-- begin --
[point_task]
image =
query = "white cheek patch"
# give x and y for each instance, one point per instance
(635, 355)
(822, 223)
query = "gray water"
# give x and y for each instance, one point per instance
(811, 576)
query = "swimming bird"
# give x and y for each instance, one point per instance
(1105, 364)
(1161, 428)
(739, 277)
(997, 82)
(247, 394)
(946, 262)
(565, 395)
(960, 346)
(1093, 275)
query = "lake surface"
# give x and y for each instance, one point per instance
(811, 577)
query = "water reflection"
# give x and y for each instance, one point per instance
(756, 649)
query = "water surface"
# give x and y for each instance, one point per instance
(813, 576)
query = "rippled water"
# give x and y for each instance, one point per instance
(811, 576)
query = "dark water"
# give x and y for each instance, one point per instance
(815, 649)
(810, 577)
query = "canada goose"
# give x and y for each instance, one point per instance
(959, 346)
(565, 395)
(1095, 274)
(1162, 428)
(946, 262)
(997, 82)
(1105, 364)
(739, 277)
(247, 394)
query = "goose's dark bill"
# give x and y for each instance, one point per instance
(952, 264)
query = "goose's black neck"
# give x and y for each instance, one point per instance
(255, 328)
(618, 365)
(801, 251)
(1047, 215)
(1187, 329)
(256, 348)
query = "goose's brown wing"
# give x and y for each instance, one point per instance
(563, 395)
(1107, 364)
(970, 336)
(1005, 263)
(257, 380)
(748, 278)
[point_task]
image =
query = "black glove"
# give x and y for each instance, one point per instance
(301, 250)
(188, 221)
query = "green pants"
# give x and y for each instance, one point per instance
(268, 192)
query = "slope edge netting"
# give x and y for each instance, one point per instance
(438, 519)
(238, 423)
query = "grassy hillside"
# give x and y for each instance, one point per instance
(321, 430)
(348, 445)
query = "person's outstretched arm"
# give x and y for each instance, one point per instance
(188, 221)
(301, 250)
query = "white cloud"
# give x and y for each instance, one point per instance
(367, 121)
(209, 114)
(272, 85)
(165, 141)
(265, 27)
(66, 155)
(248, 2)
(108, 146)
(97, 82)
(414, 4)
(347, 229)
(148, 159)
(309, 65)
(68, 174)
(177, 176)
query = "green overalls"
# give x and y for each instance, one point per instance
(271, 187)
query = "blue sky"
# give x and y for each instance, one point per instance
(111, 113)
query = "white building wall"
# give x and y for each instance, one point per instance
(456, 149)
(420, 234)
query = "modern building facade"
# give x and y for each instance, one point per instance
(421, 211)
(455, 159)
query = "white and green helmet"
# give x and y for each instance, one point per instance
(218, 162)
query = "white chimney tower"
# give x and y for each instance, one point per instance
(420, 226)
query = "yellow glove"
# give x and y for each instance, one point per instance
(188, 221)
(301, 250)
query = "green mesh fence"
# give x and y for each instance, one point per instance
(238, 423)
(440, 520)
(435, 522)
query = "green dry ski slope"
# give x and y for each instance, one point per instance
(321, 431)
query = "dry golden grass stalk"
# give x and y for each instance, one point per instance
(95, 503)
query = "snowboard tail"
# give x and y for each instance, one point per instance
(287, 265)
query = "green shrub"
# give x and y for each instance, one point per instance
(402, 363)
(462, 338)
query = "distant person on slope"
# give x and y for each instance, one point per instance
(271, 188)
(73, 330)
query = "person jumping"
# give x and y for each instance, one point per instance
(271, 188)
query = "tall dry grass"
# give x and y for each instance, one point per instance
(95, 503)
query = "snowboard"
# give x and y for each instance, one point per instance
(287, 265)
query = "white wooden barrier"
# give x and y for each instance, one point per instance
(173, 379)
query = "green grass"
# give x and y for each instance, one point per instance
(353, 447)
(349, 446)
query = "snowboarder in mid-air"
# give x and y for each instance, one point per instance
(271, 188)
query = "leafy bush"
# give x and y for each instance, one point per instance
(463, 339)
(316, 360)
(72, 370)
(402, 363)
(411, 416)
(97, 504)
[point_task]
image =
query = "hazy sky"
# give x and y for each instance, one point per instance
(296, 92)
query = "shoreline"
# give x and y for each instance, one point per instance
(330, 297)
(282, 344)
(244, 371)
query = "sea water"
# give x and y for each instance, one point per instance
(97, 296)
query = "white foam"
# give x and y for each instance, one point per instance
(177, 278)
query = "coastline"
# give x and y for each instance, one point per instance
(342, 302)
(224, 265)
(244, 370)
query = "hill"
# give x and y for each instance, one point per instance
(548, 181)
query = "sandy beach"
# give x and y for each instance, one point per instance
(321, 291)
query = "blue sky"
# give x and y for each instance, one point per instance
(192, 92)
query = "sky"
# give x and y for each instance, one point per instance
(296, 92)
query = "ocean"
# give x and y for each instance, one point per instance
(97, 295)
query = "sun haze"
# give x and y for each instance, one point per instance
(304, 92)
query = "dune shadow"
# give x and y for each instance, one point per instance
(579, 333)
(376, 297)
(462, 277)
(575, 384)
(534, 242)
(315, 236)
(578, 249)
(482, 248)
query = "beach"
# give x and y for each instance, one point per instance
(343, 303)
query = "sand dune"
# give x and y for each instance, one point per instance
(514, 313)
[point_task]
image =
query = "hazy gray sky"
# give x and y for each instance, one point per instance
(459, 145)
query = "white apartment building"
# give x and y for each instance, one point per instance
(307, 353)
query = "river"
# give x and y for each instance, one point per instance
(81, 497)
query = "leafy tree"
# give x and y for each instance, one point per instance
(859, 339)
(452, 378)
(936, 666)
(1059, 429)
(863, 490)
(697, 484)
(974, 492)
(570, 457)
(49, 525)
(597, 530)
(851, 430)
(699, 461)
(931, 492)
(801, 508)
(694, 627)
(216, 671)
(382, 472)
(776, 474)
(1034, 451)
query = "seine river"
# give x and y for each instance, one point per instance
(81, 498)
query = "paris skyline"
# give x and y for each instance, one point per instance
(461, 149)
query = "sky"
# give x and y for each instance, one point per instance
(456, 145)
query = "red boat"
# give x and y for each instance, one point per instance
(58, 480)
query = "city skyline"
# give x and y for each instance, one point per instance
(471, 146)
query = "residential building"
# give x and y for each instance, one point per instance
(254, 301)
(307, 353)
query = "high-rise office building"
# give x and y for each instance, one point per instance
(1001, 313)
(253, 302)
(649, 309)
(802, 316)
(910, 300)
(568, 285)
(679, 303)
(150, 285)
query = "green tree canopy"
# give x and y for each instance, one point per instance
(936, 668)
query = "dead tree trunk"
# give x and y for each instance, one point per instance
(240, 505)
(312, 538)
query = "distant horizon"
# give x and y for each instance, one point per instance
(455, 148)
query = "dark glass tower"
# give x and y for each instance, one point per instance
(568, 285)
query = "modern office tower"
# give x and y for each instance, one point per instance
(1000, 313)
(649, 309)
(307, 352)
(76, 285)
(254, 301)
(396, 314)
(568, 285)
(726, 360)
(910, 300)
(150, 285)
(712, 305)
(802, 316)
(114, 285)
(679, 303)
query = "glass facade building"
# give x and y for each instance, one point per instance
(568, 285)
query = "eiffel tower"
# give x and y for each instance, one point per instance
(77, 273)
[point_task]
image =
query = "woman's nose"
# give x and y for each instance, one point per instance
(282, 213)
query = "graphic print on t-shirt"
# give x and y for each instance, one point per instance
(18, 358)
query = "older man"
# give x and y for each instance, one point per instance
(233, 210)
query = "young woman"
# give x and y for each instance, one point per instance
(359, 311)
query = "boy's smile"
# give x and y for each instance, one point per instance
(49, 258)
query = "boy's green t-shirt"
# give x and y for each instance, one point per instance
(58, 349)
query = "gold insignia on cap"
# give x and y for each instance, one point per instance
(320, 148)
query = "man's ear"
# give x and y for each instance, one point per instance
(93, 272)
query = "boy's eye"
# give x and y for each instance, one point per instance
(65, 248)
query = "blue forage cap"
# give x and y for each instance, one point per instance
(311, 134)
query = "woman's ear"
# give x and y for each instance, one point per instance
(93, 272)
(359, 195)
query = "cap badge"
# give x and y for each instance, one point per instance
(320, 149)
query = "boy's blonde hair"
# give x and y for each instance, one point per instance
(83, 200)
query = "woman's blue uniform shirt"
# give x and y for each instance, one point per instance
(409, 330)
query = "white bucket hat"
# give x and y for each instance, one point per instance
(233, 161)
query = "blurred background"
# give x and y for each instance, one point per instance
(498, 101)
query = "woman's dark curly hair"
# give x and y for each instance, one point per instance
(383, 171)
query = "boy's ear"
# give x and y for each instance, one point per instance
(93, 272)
-- end --
→ Job
Please find each line in the items above that contains the word "green" and copy those lines out.

→ Solved exercise
query = "green pants"
query = "green overalls"
query = "white and green helmet"
query = "green mesh fence"
query = "green dry ski slope"
query = "green shrub"
query = "green grass"
query = "green tree canopy"
query = "boy's green t-shirt"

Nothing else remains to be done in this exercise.